**The task**
Rewrite the growth management report starting at "In a quiet turnabout, more" and ending at "into school facilities.", renaming "private-sector contractors" as "private developers".

**Quoted passage**
▽

May 20, 2024

Tallahassee Report

| 8/1/1996
A few years ago, many city and county commissioners were in open revolt over the state land-use restrictions known as growth management. Now, a funny thing has happened: Some local elected officials actually are trying to strengthen the grip that growth management has on their cities and counties.

In a quiet turnabout, more and more local leaders are looking to expand growth management restrictions as part of a desperate effort to pay for school construction. With a stagnant pool of public money for schools, and widespread opposition to new taxes, some local officials are trying to use growth management restrictions to force private-sector contractors to pour more resources into school facilities.

"I think a lot of local governments are beginning to talk about it and look at it as a possibility because school overcrowding is a statewide problem," notes Tom Pelham, the former secretary of the Department of Community Affairs (DCA), which oversees the growth management process.

The trend toward growth management restrictions based on school overcrowding has builders worried. They say they're being asked to take responsibility for a problem that's not their doing.

"It's a last resort mentality," says Lisa Maxwell, government affairs director for the Builders Association of South Florida. As a result, she fears, "landowners could be held hostage."

If local officials don't do their school plans correctly, says Keith Hetrick of the Florida Home Builders Association, "You're going to get moratoriums all over the state on buildings."

Here's how that could happen, according to development officials and lawyers: The state's 11-year-old growth management law was designed to make sure public facilities like streets are built and paid for by the time they're needed, through a planning process known as "concurrency." In many instances, concurrency allows local governments to extract big fees from developers where new projects burden existing services. The program can trigger moratoriums where infrastructure is inadequate and local government can't pay for improvements.

Originally, concurrency was limited to local roads, sewers and other basic capital needs. The original legislation left it up to local governments to decide whether to include schools in their plans. Given the difficulty of implementing school concurrency, only one county ? Monroe ? even tried. Its regulations were rejected in a court challenge and have been removed from its growth management plan.

But in the early 1990s, officials in several cities and counties began to reconsider the idea of school concurrency as they faced a growing backlog of school needs.

△

**Information given**
▽

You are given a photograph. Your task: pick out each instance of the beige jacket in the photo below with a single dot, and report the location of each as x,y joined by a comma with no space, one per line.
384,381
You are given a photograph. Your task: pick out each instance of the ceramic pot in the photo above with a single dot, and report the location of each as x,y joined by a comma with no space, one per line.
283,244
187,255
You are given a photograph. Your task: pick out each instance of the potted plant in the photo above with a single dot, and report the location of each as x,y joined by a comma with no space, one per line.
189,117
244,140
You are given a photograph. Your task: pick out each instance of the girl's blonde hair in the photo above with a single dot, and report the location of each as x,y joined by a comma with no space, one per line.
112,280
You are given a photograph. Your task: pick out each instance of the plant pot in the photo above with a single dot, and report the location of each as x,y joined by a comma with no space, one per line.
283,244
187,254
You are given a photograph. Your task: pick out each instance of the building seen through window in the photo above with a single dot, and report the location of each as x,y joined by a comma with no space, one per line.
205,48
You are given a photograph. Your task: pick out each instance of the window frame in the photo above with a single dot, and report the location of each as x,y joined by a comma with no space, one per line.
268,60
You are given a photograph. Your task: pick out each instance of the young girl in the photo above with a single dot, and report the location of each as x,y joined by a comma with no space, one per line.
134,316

△
▽

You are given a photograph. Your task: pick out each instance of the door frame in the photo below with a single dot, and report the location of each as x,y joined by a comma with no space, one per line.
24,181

△

**Complete response**
In a quiet turnabout, more and more local leaders are looking to expand growth management restrictions as part of a desperate effort to pay for school construction. With a stagnant pool of public money for schools, and widespread opposition to new taxes, some local officials are trying to use growth management restrictions to force private developers to pour more resources into school facilities.